*Exercise requirements*: Keep only the lines in the rows below that contain the word "snowman", and drop every other line. Treat uppercase and lowercase as different, so the match must follow the word's case.

*Exercise inputs*:
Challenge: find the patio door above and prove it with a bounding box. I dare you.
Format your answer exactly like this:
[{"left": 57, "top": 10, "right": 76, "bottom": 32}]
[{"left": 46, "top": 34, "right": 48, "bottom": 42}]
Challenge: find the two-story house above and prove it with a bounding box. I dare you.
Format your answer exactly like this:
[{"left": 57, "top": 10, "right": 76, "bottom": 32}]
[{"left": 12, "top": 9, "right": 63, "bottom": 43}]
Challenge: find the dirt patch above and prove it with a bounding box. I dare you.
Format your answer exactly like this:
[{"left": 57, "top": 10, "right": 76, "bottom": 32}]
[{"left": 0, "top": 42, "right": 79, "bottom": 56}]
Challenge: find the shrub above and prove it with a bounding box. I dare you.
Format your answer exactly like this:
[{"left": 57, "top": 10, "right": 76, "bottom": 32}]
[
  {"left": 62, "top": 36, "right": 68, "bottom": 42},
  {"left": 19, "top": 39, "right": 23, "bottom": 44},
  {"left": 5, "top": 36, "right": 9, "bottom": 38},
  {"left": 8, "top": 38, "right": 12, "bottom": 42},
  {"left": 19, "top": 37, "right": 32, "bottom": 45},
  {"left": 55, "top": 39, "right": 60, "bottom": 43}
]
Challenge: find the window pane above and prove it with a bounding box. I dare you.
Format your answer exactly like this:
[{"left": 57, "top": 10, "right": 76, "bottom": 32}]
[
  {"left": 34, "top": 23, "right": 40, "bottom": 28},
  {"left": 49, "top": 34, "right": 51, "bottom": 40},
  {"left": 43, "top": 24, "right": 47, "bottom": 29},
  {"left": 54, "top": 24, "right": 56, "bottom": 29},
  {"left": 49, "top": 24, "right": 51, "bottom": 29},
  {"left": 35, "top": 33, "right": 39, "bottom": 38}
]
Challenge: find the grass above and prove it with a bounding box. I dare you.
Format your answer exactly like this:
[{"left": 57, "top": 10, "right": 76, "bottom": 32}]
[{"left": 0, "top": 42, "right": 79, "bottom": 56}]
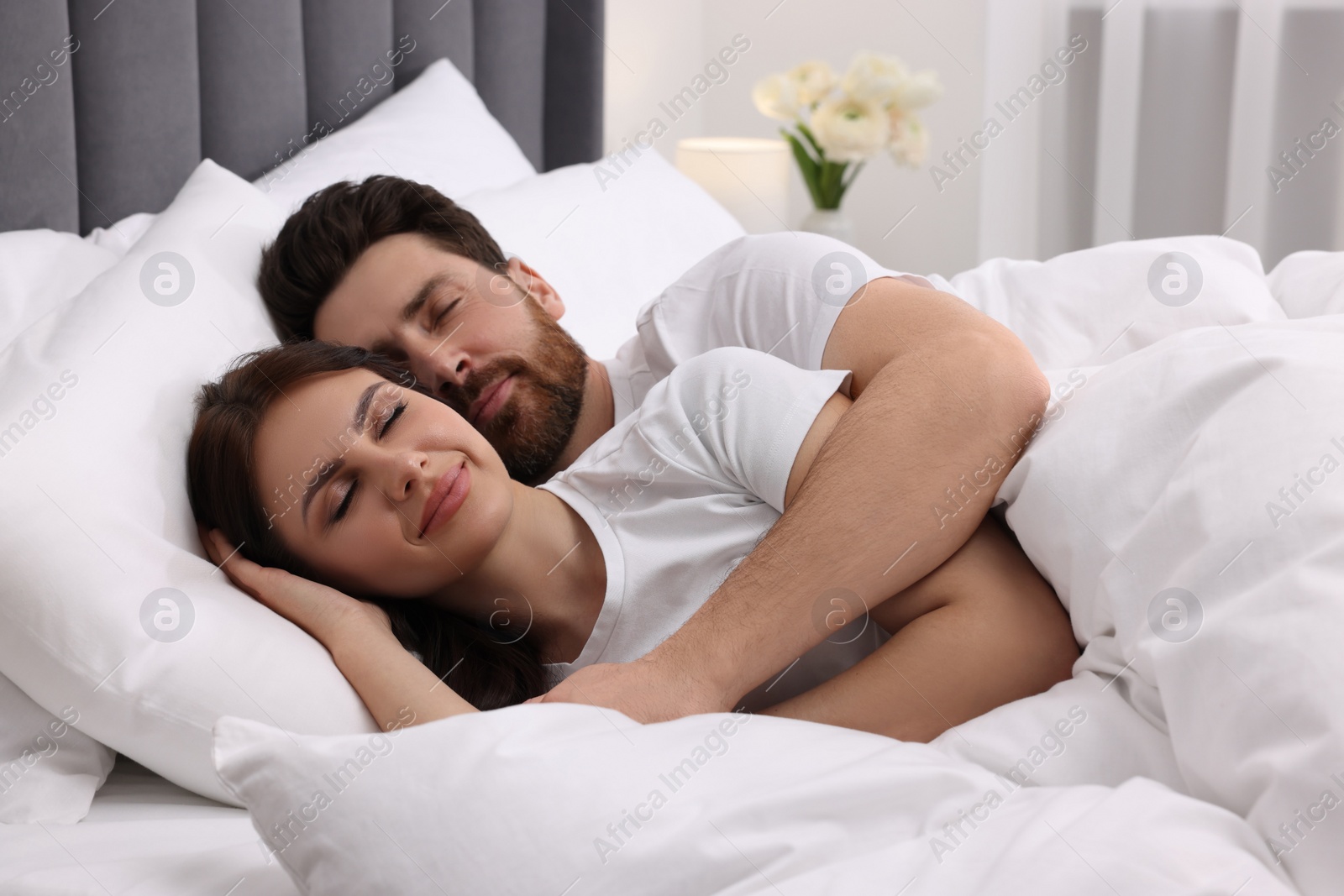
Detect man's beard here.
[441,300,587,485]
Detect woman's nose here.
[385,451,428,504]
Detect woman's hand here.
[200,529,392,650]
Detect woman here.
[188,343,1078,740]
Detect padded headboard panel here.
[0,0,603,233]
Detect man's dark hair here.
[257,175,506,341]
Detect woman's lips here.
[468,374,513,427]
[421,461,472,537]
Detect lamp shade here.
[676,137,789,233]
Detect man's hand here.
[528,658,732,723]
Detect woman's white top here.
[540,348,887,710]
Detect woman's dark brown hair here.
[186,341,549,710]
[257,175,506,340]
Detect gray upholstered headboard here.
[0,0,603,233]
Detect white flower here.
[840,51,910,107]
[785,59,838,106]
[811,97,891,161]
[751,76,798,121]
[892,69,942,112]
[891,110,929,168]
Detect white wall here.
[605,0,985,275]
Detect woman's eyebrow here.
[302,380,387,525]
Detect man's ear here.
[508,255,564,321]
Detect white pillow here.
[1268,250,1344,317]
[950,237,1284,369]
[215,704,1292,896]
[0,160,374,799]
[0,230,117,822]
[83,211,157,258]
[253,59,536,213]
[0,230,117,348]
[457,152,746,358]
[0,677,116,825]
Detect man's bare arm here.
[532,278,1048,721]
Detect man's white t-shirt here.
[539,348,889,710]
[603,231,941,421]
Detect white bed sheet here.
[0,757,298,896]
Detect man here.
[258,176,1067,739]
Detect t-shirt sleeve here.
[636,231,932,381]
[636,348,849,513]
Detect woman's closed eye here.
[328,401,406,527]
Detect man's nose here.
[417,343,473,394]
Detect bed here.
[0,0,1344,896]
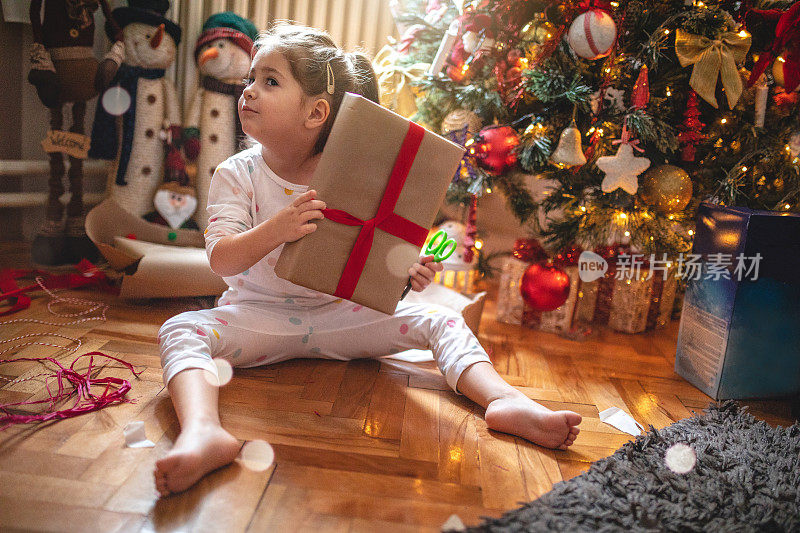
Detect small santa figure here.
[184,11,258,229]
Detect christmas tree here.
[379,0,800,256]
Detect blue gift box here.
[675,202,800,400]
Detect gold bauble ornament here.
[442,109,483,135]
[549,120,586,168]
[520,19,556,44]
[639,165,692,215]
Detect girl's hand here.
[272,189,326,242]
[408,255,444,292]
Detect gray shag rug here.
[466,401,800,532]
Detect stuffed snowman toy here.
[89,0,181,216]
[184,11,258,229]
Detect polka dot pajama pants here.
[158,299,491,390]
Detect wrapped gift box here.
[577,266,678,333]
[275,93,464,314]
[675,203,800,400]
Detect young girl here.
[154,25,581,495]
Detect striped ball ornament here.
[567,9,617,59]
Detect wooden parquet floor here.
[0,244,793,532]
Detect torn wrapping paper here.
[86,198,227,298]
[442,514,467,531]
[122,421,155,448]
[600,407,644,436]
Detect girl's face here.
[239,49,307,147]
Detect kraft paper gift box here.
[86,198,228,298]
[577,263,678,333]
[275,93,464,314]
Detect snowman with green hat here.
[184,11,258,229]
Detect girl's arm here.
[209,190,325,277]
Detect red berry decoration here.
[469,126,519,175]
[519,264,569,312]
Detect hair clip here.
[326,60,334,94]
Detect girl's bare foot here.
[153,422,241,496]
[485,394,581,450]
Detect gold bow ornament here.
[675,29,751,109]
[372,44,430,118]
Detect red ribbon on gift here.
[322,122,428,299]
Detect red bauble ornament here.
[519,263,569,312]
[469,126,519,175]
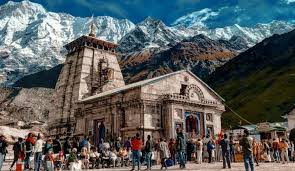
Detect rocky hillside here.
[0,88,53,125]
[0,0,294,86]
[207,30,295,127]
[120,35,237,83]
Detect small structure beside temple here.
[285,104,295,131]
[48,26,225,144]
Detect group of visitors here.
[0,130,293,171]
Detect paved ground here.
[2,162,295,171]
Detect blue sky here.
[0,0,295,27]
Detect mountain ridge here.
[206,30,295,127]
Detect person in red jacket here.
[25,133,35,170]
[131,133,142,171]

*Solution for this exercise*:
Detect stuffed snowman toy here.
Detect snowman with green hat here.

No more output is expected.